▼

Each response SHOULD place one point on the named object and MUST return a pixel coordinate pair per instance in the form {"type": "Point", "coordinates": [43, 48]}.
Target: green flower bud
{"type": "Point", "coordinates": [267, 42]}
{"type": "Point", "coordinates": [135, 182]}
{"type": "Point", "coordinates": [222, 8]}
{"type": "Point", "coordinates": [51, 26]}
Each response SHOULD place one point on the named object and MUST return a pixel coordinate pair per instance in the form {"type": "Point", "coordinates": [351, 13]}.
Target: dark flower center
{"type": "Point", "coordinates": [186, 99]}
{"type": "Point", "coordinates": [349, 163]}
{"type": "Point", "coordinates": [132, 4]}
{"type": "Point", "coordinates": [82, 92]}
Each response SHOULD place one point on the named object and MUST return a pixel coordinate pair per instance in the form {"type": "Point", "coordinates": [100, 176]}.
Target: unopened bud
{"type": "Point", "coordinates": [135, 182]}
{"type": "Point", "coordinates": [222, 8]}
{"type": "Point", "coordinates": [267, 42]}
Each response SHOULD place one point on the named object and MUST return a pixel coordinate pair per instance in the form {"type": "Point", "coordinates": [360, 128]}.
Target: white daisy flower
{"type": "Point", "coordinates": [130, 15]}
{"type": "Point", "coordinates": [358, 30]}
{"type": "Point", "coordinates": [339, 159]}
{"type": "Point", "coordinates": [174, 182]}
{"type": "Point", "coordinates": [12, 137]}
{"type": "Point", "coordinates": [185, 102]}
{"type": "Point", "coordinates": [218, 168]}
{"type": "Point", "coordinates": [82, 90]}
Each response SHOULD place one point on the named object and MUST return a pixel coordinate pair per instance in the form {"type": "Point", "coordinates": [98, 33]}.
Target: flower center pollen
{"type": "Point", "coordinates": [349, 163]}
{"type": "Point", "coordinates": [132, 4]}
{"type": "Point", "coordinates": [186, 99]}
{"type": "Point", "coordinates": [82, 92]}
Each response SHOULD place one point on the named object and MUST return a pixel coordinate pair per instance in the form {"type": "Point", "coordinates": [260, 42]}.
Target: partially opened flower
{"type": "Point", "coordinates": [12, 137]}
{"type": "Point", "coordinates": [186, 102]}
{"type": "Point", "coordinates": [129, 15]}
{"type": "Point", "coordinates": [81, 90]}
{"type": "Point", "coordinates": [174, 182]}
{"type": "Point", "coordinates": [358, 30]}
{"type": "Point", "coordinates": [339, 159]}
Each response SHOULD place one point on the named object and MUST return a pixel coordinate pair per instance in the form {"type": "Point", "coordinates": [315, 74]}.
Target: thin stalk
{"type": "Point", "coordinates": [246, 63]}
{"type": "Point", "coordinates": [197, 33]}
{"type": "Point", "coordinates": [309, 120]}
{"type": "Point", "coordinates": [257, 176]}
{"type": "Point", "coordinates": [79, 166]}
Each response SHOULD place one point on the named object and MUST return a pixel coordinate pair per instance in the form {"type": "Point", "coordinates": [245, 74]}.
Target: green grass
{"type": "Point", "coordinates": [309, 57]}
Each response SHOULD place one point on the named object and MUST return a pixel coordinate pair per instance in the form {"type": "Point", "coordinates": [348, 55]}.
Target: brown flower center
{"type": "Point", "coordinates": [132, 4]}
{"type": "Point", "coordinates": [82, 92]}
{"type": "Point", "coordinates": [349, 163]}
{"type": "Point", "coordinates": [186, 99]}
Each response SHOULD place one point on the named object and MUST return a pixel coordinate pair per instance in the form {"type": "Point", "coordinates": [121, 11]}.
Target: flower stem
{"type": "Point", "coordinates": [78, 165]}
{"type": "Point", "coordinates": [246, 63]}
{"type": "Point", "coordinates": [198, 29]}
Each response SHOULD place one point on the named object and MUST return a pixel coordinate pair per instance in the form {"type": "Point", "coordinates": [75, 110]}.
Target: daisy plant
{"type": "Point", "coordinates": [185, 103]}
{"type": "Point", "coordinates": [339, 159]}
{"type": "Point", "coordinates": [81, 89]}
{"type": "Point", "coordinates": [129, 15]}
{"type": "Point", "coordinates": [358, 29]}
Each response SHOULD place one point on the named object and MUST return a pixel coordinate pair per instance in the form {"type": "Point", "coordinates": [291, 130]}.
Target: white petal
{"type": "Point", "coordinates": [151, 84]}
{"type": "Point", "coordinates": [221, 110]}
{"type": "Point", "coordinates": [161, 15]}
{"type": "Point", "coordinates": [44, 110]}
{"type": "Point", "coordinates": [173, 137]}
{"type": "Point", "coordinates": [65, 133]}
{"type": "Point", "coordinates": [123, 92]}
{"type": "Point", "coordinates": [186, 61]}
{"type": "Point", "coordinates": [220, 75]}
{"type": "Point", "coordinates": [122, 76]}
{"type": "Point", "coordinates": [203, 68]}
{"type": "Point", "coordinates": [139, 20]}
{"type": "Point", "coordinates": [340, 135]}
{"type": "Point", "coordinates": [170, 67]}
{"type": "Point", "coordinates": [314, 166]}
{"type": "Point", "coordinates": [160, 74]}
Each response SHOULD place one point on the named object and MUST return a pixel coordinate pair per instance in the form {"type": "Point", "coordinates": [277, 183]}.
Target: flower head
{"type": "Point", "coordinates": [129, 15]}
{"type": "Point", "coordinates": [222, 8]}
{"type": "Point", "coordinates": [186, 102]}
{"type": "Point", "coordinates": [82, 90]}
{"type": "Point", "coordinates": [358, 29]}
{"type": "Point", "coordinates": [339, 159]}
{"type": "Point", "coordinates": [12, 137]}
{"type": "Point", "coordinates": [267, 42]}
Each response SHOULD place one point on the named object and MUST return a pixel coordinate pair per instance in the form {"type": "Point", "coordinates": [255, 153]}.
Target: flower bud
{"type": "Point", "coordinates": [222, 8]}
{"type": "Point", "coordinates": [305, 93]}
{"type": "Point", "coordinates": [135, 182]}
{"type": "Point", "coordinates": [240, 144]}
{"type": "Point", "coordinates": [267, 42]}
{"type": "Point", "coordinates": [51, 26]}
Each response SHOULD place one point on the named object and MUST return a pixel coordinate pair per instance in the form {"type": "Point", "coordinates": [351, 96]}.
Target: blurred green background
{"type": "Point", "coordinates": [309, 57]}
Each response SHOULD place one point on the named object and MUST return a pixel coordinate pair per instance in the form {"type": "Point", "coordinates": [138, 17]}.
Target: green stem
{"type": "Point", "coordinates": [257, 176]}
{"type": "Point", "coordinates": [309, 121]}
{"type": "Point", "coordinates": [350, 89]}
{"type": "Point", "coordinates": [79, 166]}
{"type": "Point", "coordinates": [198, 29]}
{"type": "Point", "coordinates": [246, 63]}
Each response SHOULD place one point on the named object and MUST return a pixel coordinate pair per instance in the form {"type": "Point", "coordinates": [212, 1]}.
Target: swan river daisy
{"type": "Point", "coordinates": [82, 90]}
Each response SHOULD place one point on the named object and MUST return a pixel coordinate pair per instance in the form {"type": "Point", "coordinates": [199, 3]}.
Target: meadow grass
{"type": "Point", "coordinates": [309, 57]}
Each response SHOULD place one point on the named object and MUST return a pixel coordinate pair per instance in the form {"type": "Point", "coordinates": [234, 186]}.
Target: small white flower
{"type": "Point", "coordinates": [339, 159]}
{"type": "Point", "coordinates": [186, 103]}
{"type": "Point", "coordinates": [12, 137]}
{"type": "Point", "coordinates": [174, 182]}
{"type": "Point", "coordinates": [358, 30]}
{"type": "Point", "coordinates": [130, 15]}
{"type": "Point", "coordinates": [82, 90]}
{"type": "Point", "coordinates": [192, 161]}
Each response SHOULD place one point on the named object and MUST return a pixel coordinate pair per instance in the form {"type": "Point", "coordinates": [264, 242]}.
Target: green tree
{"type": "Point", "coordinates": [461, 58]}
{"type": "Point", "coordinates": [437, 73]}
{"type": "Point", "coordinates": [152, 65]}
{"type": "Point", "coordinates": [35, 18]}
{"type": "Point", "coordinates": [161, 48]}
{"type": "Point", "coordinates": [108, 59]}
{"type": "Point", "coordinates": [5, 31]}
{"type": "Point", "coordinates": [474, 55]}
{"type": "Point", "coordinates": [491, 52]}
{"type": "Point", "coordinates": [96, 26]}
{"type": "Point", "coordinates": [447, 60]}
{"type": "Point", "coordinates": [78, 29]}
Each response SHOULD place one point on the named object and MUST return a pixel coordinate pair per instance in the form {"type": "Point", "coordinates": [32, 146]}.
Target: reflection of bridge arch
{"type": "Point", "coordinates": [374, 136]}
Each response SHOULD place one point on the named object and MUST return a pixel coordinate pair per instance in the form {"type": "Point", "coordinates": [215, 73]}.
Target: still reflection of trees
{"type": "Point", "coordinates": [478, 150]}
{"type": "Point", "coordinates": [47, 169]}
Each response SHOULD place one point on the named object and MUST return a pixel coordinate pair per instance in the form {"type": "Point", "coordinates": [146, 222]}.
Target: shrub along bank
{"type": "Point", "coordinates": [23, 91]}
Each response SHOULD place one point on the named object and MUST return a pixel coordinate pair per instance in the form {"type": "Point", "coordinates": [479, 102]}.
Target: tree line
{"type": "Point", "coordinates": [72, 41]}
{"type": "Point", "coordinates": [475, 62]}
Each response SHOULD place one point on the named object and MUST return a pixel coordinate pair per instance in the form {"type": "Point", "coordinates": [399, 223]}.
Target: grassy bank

▲

| What you should do |
Print again the material above, limited to the lines from the one holding "Target: shrub along bank" through the last, inclusive.

| Completed task |
Target: shrub along bank
{"type": "Point", "coordinates": [23, 91]}
Each response SHOULD place one point on the named object and MUST return a pixel coordinate pair per instance in the form {"type": "Point", "coordinates": [479, 102]}.
Target: tree line
{"type": "Point", "coordinates": [72, 41]}
{"type": "Point", "coordinates": [475, 62]}
Each response SHOULD place one point on the named object and MUST return a pixel coordinate pair per instance in the form {"type": "Point", "coordinates": [399, 223]}.
Target: grassy bank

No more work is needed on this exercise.